### INSTRUCTIONS TO FOLLOW
In the records below, find the line containing "Each instance of the rusty", then copy that line and all lines after it, exactly, omitting every picture.

── PROVIDED INFORMATION

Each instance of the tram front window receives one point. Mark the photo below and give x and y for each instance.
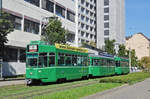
(32, 62)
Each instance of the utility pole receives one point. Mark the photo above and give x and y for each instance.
(130, 59)
(0, 7)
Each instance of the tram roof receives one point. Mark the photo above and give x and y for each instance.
(101, 56)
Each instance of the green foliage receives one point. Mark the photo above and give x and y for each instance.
(6, 26)
(130, 78)
(54, 32)
(110, 46)
(144, 63)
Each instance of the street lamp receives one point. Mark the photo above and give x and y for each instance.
(0, 7)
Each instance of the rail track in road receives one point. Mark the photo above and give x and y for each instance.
(41, 91)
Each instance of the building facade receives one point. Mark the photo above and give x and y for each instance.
(86, 21)
(140, 43)
(110, 21)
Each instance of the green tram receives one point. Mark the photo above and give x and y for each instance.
(101, 65)
(51, 63)
(122, 65)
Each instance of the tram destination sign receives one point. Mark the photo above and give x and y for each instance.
(67, 47)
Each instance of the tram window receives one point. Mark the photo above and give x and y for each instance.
(104, 62)
(74, 60)
(61, 59)
(108, 63)
(51, 59)
(85, 61)
(32, 62)
(68, 60)
(43, 60)
(79, 59)
(95, 62)
(118, 63)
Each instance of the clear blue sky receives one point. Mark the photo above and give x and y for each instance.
(138, 17)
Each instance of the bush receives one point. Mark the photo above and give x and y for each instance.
(130, 78)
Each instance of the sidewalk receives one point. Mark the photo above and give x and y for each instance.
(11, 82)
(140, 90)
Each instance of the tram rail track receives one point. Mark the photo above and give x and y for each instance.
(39, 92)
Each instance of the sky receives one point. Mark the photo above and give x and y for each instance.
(138, 17)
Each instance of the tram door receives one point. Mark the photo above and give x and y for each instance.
(1, 61)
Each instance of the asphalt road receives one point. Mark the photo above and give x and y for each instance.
(13, 82)
(137, 91)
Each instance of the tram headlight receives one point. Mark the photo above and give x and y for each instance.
(30, 73)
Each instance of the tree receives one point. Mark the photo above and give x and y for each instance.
(54, 32)
(110, 46)
(122, 51)
(6, 26)
(134, 61)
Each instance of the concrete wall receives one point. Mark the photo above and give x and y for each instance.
(19, 38)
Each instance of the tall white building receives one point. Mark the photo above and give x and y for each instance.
(86, 20)
(110, 21)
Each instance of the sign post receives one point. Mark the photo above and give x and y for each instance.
(0, 7)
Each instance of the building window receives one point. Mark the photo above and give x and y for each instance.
(91, 36)
(106, 32)
(87, 4)
(30, 26)
(87, 12)
(91, 21)
(34, 2)
(17, 22)
(106, 25)
(70, 16)
(106, 2)
(82, 33)
(91, 29)
(82, 9)
(82, 17)
(91, 14)
(91, 7)
(106, 17)
(106, 10)
(48, 5)
(10, 54)
(60, 11)
(87, 19)
(87, 27)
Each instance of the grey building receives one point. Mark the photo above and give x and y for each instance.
(110, 21)
(86, 20)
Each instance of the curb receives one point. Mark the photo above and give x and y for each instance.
(105, 92)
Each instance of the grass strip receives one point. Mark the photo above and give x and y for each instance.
(79, 92)
(129, 79)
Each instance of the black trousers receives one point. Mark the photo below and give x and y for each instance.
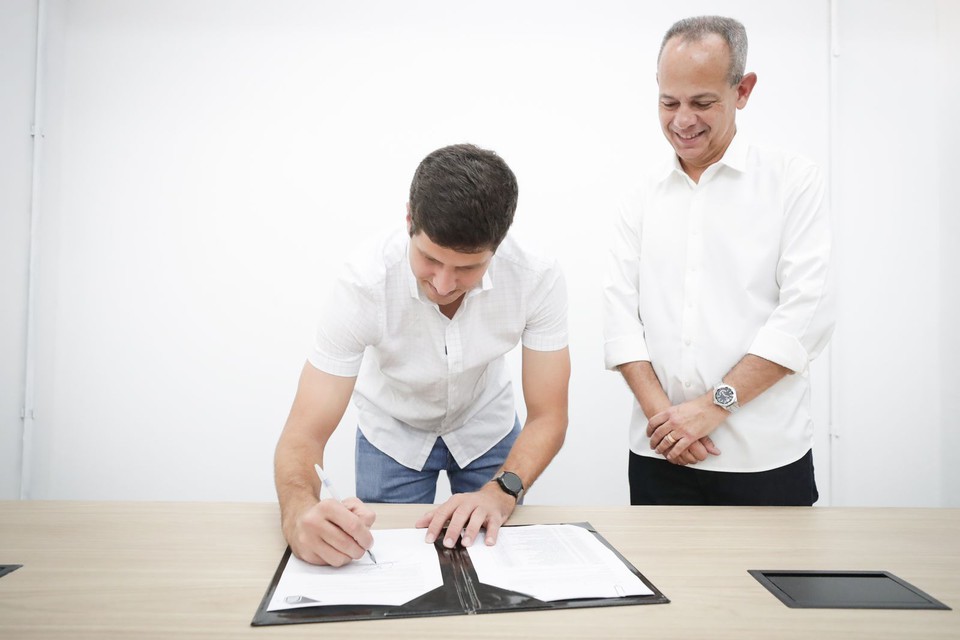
(656, 481)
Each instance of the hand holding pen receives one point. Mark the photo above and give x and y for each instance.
(325, 479)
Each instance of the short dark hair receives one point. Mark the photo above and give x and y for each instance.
(699, 27)
(463, 197)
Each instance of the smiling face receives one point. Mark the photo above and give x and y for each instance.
(698, 105)
(445, 275)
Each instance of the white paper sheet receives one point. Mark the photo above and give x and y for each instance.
(554, 562)
(406, 568)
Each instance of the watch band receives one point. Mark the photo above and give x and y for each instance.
(510, 483)
(725, 396)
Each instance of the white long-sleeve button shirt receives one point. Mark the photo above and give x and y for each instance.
(701, 274)
(421, 375)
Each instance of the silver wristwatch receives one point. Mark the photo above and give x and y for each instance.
(725, 396)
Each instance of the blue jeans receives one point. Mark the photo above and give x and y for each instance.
(380, 478)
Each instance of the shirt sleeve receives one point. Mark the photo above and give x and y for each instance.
(623, 332)
(801, 324)
(349, 321)
(546, 327)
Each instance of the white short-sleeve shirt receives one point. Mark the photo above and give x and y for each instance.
(421, 375)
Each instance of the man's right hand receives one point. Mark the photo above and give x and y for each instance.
(332, 533)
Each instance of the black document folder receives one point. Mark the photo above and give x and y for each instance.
(461, 593)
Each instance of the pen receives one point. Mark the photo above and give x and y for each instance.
(325, 479)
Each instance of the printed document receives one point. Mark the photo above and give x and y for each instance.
(554, 562)
(406, 568)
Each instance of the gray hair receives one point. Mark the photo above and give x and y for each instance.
(698, 28)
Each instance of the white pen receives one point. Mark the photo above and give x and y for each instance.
(325, 479)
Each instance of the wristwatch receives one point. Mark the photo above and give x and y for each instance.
(725, 396)
(510, 483)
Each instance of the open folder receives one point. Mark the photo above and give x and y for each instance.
(532, 567)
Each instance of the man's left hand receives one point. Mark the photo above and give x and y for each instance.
(469, 512)
(681, 433)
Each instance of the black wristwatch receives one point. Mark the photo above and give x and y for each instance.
(510, 483)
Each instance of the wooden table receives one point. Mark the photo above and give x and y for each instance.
(188, 570)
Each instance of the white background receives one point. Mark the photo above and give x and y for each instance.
(205, 166)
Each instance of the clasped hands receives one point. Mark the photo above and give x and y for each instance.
(334, 533)
(681, 433)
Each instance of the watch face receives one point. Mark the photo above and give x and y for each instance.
(511, 482)
(724, 396)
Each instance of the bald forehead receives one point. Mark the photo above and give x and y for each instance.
(684, 49)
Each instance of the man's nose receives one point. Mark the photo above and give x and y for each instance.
(684, 117)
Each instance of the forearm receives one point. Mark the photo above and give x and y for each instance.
(298, 487)
(538, 443)
(646, 387)
(752, 376)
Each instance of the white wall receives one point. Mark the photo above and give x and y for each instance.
(948, 45)
(209, 164)
(17, 63)
(899, 278)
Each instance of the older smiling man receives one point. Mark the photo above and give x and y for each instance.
(717, 293)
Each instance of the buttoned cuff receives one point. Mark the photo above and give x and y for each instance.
(781, 348)
(624, 349)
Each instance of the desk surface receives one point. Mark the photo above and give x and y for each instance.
(159, 570)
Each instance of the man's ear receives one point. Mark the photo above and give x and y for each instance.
(745, 88)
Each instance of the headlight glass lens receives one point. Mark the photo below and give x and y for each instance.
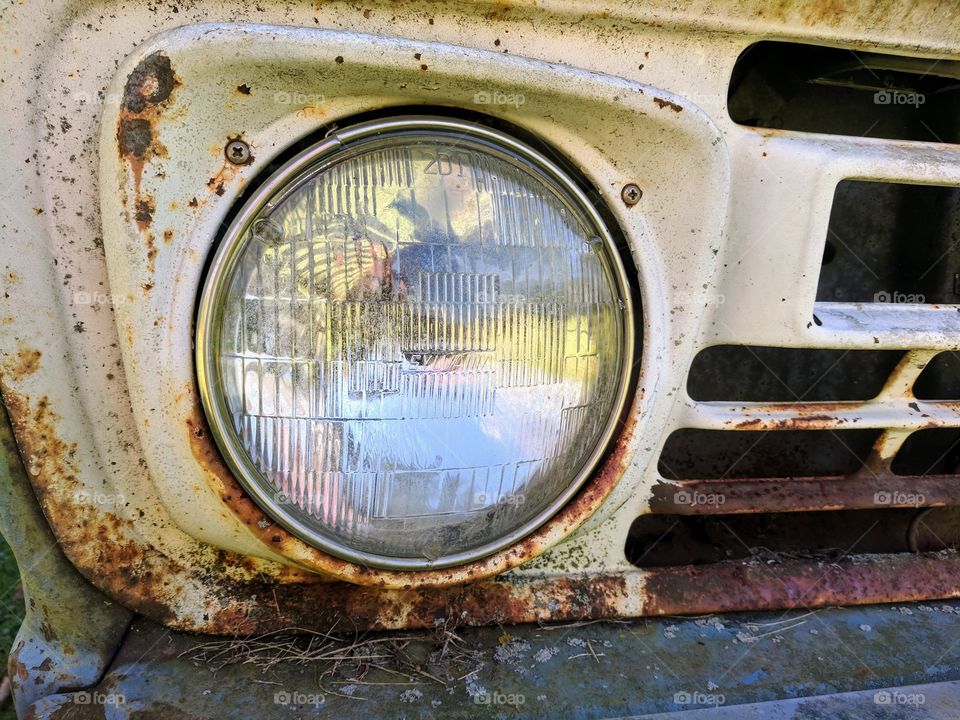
(413, 343)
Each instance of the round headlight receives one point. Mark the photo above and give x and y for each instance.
(414, 341)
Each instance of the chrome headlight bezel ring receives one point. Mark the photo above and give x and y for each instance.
(309, 163)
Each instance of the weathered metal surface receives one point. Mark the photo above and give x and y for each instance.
(798, 494)
(70, 631)
(856, 579)
(178, 450)
(177, 541)
(599, 670)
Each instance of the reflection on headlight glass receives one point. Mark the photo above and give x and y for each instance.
(421, 346)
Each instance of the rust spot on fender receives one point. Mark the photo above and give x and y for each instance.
(661, 103)
(23, 364)
(148, 92)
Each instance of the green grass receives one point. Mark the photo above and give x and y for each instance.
(11, 612)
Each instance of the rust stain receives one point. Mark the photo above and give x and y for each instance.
(661, 103)
(23, 364)
(737, 586)
(803, 494)
(148, 93)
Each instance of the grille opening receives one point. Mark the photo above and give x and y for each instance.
(768, 374)
(940, 379)
(690, 454)
(892, 243)
(669, 540)
(809, 88)
(935, 451)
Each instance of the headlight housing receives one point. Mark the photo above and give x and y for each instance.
(414, 341)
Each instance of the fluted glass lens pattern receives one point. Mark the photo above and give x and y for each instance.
(420, 345)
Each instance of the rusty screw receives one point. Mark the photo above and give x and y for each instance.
(631, 194)
(237, 152)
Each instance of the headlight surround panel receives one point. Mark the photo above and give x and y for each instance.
(186, 188)
(442, 355)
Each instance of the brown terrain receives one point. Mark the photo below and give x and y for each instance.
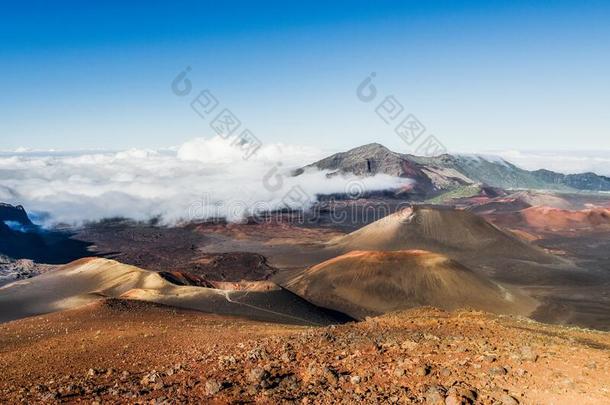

────

### TASK RESULT
Each instance of the rusty screw receives one point. Mark the photo above and give x and y for each instance.
(631, 194)
(237, 152)
Each instance of the headlight surround panel receives one point. Mark the photo above and give x and y for each instance.
(186, 188)
(442, 355)
Each instance of the brown terrain receives one point. Mark the photo below and give x and y for each instance.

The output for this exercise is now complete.